→ 原始记录:
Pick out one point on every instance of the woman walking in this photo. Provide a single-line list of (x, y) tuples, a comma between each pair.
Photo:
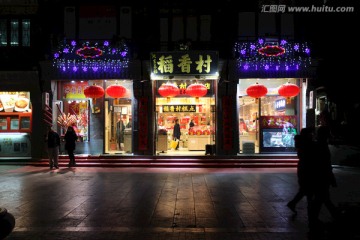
[(70, 144)]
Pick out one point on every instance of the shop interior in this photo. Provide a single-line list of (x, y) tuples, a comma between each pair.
[(251, 110), (193, 140)]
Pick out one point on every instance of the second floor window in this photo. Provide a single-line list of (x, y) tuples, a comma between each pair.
[(15, 33)]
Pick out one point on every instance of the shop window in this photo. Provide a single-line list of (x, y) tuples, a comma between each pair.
[(3, 123)]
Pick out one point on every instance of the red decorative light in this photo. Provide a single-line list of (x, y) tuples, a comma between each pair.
[(116, 91), (168, 90), (272, 51), (196, 90), (256, 91), (288, 90), (94, 92)]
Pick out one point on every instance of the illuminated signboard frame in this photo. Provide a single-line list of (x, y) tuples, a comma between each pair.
[(198, 63)]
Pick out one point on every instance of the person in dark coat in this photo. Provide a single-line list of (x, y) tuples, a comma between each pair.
[(304, 145), (70, 144), (177, 133), (53, 144)]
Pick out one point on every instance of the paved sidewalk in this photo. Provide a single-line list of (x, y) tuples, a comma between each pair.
[(169, 204)]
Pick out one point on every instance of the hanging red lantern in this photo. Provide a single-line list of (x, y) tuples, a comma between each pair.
[(94, 92), (288, 90), (196, 90), (116, 91), (256, 91), (168, 90)]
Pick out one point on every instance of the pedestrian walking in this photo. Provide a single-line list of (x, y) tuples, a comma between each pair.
[(323, 178), (304, 145), (53, 144), (177, 133), (70, 144)]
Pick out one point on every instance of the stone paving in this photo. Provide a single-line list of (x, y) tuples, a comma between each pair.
[(155, 204)]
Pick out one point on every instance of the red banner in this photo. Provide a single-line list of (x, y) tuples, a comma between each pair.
[(143, 123), (278, 121), (227, 123)]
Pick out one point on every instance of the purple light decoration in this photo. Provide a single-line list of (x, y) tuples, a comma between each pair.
[(283, 42)]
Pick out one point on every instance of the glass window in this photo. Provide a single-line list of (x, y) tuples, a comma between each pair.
[(14, 33), (3, 33), (14, 123), (25, 123), (3, 123), (26, 33)]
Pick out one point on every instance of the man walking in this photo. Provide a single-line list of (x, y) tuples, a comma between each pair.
[(53, 142)]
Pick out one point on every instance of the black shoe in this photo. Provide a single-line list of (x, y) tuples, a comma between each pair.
[(291, 206)]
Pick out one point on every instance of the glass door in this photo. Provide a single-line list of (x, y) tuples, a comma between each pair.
[(248, 125)]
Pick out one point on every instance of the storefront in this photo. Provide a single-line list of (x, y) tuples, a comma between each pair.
[(19, 109), (272, 94), (91, 85), (184, 86), (102, 122)]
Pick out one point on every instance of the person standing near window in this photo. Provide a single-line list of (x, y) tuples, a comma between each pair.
[(177, 133), (70, 144)]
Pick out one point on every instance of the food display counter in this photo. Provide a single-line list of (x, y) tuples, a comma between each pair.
[(198, 142)]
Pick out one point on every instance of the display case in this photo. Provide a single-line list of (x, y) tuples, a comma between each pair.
[(15, 122)]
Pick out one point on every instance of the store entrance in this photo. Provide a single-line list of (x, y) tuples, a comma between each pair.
[(248, 125), (118, 126), (197, 124)]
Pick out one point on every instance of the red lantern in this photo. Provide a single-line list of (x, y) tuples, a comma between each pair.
[(256, 91), (116, 91), (288, 90), (196, 90), (94, 92), (168, 90)]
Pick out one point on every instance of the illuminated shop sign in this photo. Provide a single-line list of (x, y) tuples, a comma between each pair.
[(184, 63), (183, 85), (280, 104), (179, 108), (15, 102), (74, 90)]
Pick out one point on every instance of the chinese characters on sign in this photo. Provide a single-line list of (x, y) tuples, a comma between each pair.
[(180, 63), (182, 85), (227, 123), (179, 108)]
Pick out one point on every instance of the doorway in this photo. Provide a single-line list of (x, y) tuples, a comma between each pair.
[(248, 125)]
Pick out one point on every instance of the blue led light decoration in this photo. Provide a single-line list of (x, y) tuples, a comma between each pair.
[(97, 57), (272, 56)]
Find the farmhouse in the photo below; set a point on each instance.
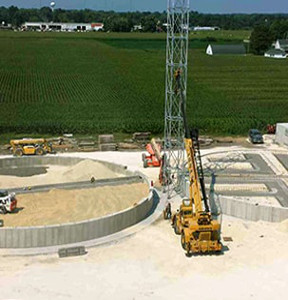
(42, 26)
(275, 53)
(281, 136)
(282, 45)
(226, 49)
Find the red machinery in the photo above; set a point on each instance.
(154, 158)
(271, 129)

→ 任务: 从记录开头一直到含有“[(251, 110), (193, 140)]”的那一行（含该行），逐行原样照抄，答案中不要包含图片。

→ 答案:
Pick out one point on every instance of the woman walking in this photo. Provide a single-line list of (x, y) tuples, a comma between each pair.
Photo:
[(70, 144)]
Pick out one point on every instance of the shop interior in this photo. Provide a single-line list of (x, y) tuples, a comma between each pair.
[(251, 110), (193, 140)]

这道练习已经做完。